Task to complete:
Search term "instance": copy each line of the data containing it.

Information shown:
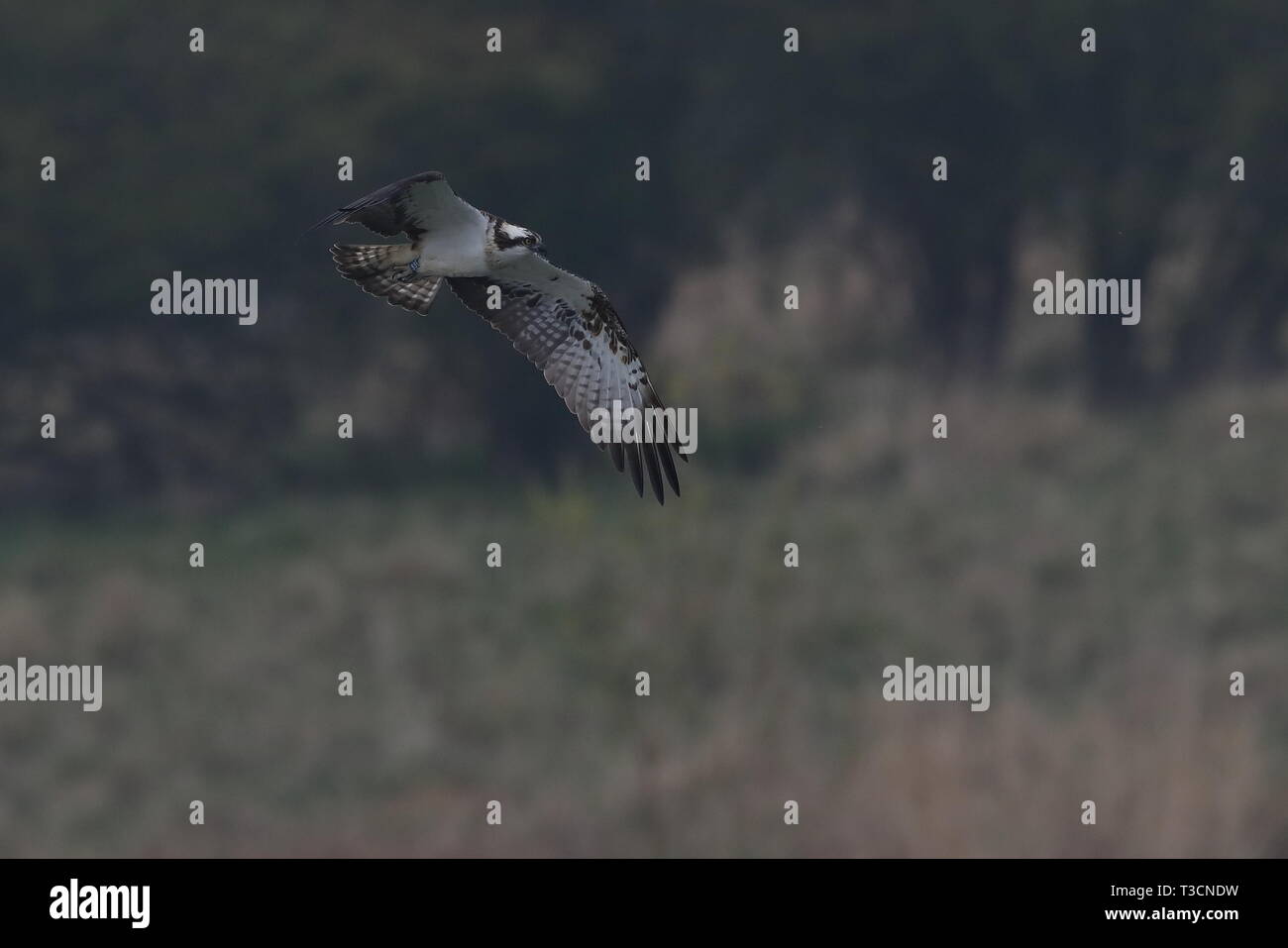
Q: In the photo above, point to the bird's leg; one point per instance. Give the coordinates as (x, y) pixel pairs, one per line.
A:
(411, 270)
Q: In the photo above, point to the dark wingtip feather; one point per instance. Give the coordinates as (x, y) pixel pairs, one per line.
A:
(632, 456)
(664, 453)
(655, 473)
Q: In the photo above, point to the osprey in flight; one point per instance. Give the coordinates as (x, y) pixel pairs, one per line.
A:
(563, 324)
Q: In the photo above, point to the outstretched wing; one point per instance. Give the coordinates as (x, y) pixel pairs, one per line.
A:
(568, 329)
(411, 206)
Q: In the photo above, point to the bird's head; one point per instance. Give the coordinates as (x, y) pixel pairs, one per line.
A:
(514, 241)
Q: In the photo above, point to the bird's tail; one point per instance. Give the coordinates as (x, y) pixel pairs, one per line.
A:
(377, 269)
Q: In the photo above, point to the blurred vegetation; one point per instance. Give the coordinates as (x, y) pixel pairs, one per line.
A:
(516, 685)
(213, 163)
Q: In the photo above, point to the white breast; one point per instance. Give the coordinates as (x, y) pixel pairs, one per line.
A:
(454, 253)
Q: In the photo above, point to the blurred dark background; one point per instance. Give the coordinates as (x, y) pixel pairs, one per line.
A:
(810, 168)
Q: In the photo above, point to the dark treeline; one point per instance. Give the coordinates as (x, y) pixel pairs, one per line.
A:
(214, 162)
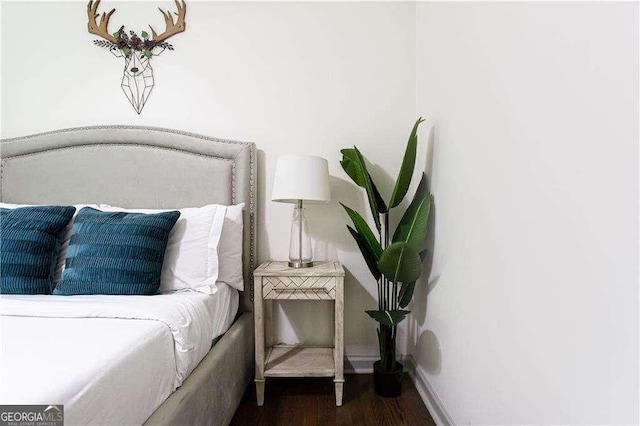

Answer to the exercise:
Q: In the photo above, point to the bird's leg; one point per instance. Give the coordinates as (x, y) pixel pairs, one per line.
Q: In the photo above, point to the dark wingtip feather; one point per instance. Give the coordinates as (x, y) pixel pairs, one per line.
Q: In the photo above, point to the osprey in flight; one point per instance. Give the coordinates as (x, y) pixel pairs, one per line.
Q: In the photo above, point to the outstretched wing; one point per instance. Give the coordinates as (x, y) pixel pairs, one per line.
Q: In the photo above, point to the bird's head; one point per instance. Give the coordinates as (x, y) pixel pairs, one per line.
Q: In the photo above, point to the bird's tail; one point per instance. Give the coordinates as (x, y) pixel pairs, one per line.
Q: In the photo above, point to the blurred vegetation; one point per instance. Give the coordinates as (x, y) pixel pairs, one per line.
Q: In the photo above, point to the white breast; one point per instance. Give the coordinates as (x, y) pixel pairs, one per line.
Q: In the photo above, point to the blurred dark background; one point per instance. Give the coordinates as (x, y) pixel pairs, one per line.
Q: In the photo above, point to the dark treeline; one point per instance. Give the coordinates as (x, y) pixel pairs, one per line.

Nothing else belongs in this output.